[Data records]
· · · · · · ·
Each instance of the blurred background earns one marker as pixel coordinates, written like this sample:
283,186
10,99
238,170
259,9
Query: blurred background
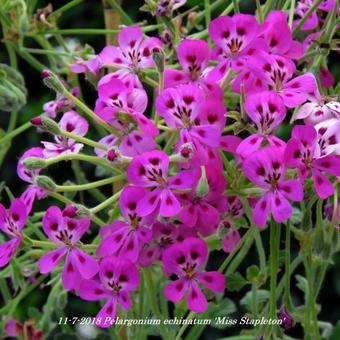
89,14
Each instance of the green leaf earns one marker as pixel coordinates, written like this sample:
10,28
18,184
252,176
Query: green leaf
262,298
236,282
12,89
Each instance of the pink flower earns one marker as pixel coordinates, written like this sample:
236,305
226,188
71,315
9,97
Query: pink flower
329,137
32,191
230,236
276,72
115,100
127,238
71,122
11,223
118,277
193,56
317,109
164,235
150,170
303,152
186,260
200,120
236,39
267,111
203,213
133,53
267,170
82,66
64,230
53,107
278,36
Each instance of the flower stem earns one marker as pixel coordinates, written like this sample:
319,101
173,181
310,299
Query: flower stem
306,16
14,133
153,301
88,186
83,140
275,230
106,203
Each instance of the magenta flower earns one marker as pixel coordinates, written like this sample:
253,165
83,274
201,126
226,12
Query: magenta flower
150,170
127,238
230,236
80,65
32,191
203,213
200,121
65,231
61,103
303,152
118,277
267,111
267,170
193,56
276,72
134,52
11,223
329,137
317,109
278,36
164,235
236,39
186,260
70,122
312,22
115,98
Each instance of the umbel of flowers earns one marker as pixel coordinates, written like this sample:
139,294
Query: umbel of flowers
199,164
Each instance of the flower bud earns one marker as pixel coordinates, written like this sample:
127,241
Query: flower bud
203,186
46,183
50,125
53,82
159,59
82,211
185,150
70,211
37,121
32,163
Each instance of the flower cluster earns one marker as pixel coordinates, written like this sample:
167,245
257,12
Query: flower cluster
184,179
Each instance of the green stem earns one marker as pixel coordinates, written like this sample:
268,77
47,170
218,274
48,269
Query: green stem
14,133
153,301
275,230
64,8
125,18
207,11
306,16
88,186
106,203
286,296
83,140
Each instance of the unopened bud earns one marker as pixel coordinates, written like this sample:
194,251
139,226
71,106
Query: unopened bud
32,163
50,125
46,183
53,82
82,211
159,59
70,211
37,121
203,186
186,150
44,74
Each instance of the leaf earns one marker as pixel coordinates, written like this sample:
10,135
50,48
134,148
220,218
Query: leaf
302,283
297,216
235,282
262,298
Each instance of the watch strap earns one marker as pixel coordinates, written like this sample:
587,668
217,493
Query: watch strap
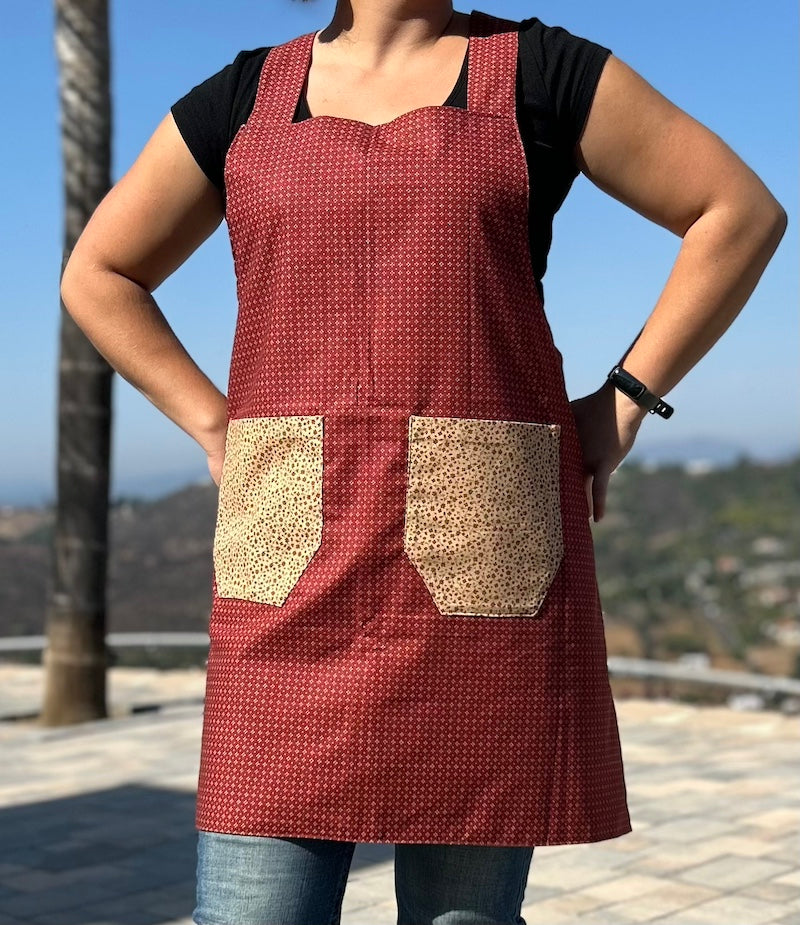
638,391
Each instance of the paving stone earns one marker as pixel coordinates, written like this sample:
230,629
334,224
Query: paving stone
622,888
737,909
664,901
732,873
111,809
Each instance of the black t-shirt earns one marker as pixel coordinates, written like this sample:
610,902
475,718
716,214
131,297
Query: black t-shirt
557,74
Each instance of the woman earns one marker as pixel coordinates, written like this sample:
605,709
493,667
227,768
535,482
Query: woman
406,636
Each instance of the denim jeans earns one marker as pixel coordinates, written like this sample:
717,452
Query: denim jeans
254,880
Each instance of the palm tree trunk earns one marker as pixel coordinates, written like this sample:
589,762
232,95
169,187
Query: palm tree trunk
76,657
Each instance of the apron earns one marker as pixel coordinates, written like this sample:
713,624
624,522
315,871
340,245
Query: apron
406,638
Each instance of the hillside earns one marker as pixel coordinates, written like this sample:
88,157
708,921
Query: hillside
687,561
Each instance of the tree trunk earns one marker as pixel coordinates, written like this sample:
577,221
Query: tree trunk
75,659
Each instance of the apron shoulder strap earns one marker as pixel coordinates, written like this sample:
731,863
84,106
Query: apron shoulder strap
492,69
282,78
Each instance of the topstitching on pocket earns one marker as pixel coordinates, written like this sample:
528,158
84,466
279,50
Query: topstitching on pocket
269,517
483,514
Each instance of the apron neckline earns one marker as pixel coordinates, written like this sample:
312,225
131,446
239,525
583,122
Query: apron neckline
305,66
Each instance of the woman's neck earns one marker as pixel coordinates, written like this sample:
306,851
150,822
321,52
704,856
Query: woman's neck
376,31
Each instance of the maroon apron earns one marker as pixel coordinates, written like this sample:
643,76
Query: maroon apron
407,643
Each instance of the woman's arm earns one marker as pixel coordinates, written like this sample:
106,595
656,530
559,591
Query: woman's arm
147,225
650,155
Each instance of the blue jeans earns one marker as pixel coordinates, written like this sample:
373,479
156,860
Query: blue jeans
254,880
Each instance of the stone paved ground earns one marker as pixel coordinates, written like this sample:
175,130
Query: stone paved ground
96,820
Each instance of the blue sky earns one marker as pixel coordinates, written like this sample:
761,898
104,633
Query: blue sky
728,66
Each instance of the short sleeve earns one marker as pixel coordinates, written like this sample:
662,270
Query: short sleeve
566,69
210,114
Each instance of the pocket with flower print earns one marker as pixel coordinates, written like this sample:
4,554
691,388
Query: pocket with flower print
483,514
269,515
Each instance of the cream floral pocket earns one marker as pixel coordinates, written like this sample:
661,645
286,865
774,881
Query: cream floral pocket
· · · · · · ·
Do this: Extract, unchanged, the closing run of lines that opens with the line containing "Each instance of the apron shoulder" and ends with the last line.

Full output:
Each instance of the apron shoulder strap earns one marker as pixel coordinates, written like this sample:
731,863
84,106
Query: apron shoulder strap
492,69
282,78
Each instance of the topstitching on pocket earns one marker as pixel coordinates, written like this sample:
528,158
84,466
279,50
Query: topstitching on pocket
269,517
483,514
Each instance of the apron neckline earns one marker as pixel coordinates, written like this sample:
312,225
131,446
239,525
583,122
Query: apron neckline
305,66
Each instance of the woman's neck earns one marker as pixel coordinates, written like this sample:
306,851
150,822
321,52
704,856
Query: woman's neck
376,31
Each instance of the maroon apron earns one marker as pixel coordinates, written like this sample:
643,76
Query: maroon apron
407,643
Each instance of the woman's arm earns one marker as pixel coordinates, written like this sample:
106,595
656,530
559,591
Query: woman's arm
147,225
650,155
Each instance of the blue jeans earns one marker as pixel coordinates, written like this sample:
373,479
156,860
Query: blue jeans
254,880
Each instance of the stone paved ground earns one marker as pixel coordinates, written like this sample:
175,130
Query: stone paved ground
96,820
Each instance of the blue sky earns one marker as pixel coordinates, written like this sample:
761,898
104,633
Query: blue sky
728,66
Each instance of the short sleeve earns one marker as pixel coordinates, written like this sample:
662,270
Query: short sleeve
566,69
210,114
Each instance of the pocket with flower print earns one marker as pixel coordinates, written like this sample:
4,554
691,388
Query: pocket with flower print
483,514
269,515
Each instance of the cream floral pocket earns one marker as pixel coordinates, written like this sample:
661,645
286,865
774,881
Query: cream floral pocket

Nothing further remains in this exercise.